▶ [REQUIREMENT]
Copy each of the records below word for word, keeping every line in its original order.

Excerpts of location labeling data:
——————————

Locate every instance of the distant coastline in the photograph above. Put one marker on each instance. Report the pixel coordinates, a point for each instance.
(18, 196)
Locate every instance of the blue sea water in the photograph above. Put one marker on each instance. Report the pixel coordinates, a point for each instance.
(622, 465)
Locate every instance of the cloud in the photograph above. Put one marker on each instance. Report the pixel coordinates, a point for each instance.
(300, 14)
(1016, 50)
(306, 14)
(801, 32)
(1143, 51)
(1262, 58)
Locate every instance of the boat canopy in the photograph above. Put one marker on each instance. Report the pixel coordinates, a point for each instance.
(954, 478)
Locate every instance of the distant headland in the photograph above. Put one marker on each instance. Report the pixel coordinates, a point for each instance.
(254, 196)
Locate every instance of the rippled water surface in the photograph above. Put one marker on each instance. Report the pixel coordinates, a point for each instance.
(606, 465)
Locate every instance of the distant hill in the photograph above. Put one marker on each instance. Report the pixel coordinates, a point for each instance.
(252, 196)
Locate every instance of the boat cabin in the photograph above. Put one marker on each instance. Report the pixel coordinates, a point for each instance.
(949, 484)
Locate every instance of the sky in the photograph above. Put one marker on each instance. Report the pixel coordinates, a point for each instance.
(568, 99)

——————————

▶ [TASK SOLUTION]
Locate every instance of the distant coastline in the photograph above. Put one marker on each instance. Report the pixel coordinates, a point for each instance.
(18, 196)
Locate every instance of the blue sea water in the photograph above. Put one marker on each instance. Report the pixel coordinates, a point for each instance.
(622, 465)
Locate every instance of the cloud in the photograph above. Put one marker on each instance. Report the pixel coordinates, a point for each instance.
(300, 14)
(1016, 50)
(306, 14)
(801, 32)
(1143, 51)
(1262, 58)
Locate every instance of the boat canopy in the photograph above. Put one marker on each instance. Report the pixel coordinates, a point for each instance.
(954, 478)
Locate every instance of the distant headland in the photograph above. Put one marker on each instance. Report the pixel coordinates, a point for each instance.
(254, 196)
Locate every instance of the rippled water surface in the photograph above. Put one marker on each instance. Report the pixel coordinates, a point for each instance.
(606, 465)
Locate every instance of the distant hill in the photograph above. Put one marker on each instance. Report the pixel coordinates, a point for each instance.
(252, 196)
Locate every instance of the boat cabin in the photograph above. Put one marker on each instance. Report the pixel coordinates, a point for each instance.
(949, 484)
Locate every instance of the sky in the photograph above. Put one marker on each instance. Report the pixel coordinates, a point for each instance.
(568, 99)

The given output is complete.